▸ **WHAT YOU ARE ASKED TO DO**
All of the records must come back exactly. Please repeat them in full.

====================

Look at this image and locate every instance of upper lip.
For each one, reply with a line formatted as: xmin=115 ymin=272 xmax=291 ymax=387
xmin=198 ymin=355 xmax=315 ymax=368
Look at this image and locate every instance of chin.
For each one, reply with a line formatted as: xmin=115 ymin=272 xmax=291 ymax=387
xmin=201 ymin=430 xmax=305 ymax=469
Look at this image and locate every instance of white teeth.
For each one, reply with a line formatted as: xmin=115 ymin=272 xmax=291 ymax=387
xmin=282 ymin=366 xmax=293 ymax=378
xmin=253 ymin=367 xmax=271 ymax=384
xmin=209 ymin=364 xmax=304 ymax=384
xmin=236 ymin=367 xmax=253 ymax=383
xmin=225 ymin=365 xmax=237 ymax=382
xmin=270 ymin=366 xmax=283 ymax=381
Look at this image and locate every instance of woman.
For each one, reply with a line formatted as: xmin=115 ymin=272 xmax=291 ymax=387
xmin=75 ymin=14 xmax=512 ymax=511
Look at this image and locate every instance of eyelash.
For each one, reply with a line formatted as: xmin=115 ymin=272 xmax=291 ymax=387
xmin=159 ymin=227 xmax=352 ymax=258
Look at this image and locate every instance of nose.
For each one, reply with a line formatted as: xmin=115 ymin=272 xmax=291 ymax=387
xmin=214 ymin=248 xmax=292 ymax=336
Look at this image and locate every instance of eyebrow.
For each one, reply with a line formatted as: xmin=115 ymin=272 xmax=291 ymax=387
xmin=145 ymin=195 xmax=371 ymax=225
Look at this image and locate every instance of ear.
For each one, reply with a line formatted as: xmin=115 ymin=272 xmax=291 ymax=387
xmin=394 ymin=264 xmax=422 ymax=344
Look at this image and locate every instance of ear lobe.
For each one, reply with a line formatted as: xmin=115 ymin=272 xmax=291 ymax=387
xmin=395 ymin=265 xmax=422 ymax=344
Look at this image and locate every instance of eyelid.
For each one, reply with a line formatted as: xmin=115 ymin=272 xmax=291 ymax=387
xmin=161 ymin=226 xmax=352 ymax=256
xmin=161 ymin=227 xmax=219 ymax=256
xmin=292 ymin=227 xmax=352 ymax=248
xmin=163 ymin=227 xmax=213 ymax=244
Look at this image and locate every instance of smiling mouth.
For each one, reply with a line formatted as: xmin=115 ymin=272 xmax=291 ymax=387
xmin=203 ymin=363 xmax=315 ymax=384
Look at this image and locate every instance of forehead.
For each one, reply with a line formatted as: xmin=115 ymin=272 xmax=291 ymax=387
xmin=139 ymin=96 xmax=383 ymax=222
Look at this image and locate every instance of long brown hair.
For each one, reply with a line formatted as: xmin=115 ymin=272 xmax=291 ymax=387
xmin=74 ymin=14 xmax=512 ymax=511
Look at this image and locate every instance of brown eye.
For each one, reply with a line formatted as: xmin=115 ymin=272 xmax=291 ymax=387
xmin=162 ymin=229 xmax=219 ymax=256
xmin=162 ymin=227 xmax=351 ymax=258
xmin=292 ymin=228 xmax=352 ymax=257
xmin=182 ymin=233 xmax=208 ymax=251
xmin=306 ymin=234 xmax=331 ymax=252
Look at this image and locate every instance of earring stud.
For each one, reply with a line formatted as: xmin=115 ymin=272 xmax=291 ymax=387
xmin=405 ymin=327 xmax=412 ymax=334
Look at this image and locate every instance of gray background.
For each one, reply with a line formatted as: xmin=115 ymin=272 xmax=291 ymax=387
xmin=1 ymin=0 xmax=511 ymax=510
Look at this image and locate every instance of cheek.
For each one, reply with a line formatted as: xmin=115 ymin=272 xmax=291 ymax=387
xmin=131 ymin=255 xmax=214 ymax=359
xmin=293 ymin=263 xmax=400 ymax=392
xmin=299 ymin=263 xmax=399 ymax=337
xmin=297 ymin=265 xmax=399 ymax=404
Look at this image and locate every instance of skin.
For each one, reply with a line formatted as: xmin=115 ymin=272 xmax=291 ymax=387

====================

▸ **TASK ANSWER**
Look at this image and locate every instance of upper lip.
For each one, reply with a line formatted as: xmin=115 ymin=272 xmax=291 ymax=387
xmin=198 ymin=355 xmax=315 ymax=368
Look at this image and locate every instance of chin.
For each one, reply with a line formatted as: xmin=115 ymin=272 xmax=291 ymax=387
xmin=201 ymin=430 xmax=305 ymax=469
Look at this image and locate every instance of white teeth.
For each one, reply with a line formatted as: xmin=115 ymin=272 xmax=291 ymax=387
xmin=282 ymin=366 xmax=293 ymax=378
xmin=253 ymin=367 xmax=271 ymax=384
xmin=209 ymin=364 xmax=304 ymax=384
xmin=236 ymin=367 xmax=253 ymax=383
xmin=225 ymin=365 xmax=237 ymax=382
xmin=270 ymin=366 xmax=283 ymax=381
Look at this image and locate every instance of woman.
For each one, reply with a line formatted as: xmin=115 ymin=272 xmax=291 ymax=387
xmin=75 ymin=14 xmax=512 ymax=511
Look at this image and locate every instance of eyelash.
For each one, reply with a line formatted as: xmin=115 ymin=272 xmax=291 ymax=387
xmin=159 ymin=227 xmax=352 ymax=258
Look at this image and locate every instance of nose.
For each one, reply with a line formatted as: xmin=115 ymin=272 xmax=291 ymax=387
xmin=214 ymin=248 xmax=292 ymax=336
Look at this image and locate every instance of eyebrow.
For each one, reply with a line formatted as: xmin=115 ymin=272 xmax=291 ymax=387
xmin=145 ymin=195 xmax=371 ymax=225
Look at this image and locate every instance of ear.
For each one, reply with a line formatted as: xmin=115 ymin=272 xmax=291 ymax=387
xmin=394 ymin=264 xmax=422 ymax=344
Look at this image and locate every instance of ear lobe.
For each one, reply with a line formatted as: xmin=115 ymin=272 xmax=291 ymax=387
xmin=395 ymin=265 xmax=422 ymax=344
Look at this image and locate every instance of eyelid.
For each one, reply with a line formatted as: xmin=115 ymin=272 xmax=291 ymax=387
xmin=161 ymin=226 xmax=352 ymax=256
xmin=161 ymin=227 xmax=219 ymax=256
xmin=292 ymin=227 xmax=352 ymax=248
xmin=163 ymin=227 xmax=213 ymax=244
Look at this image and locate every instance of smiling mouth.
For each one, reply with a line formatted as: xmin=115 ymin=272 xmax=291 ymax=387
xmin=203 ymin=363 xmax=315 ymax=384
Look at this image and locate every instance of forehead.
For each one, reply with a line formatted as: xmin=115 ymin=272 xmax=291 ymax=387
xmin=139 ymin=96 xmax=383 ymax=222
Look at this image and locate every instance of long brown hair.
For each one, reply with a line formatted as: xmin=115 ymin=272 xmax=291 ymax=387
xmin=74 ymin=14 xmax=512 ymax=511
Look at this image and locate every instance of brown eye.
For each one, reply with a line formatted as: xmin=115 ymin=272 xmax=291 ymax=387
xmin=162 ymin=229 xmax=219 ymax=256
xmin=162 ymin=227 xmax=351 ymax=258
xmin=292 ymin=228 xmax=352 ymax=257
xmin=182 ymin=233 xmax=208 ymax=251
xmin=306 ymin=234 xmax=331 ymax=252
Look at this image and locate every instance of earring stud.
For each one, reply with a line formatted as: xmin=115 ymin=272 xmax=291 ymax=387
xmin=405 ymin=327 xmax=412 ymax=334
Look at this image and locate every instance of gray background.
For each one, reply with a line formatted as: xmin=115 ymin=272 xmax=291 ymax=387
xmin=1 ymin=0 xmax=511 ymax=510
Look at this image and locate every instance of cheek.
For each one, reply with a line formatted as: xmin=115 ymin=272 xmax=291 ymax=387
xmin=131 ymin=255 xmax=214 ymax=359
xmin=293 ymin=263 xmax=400 ymax=392
xmin=299 ymin=263 xmax=399 ymax=337
xmin=297 ymin=265 xmax=399 ymax=404
Look at this image and locate every instance of skin.
For each one, reply with a line formatted as: xmin=115 ymin=272 xmax=291 ymax=387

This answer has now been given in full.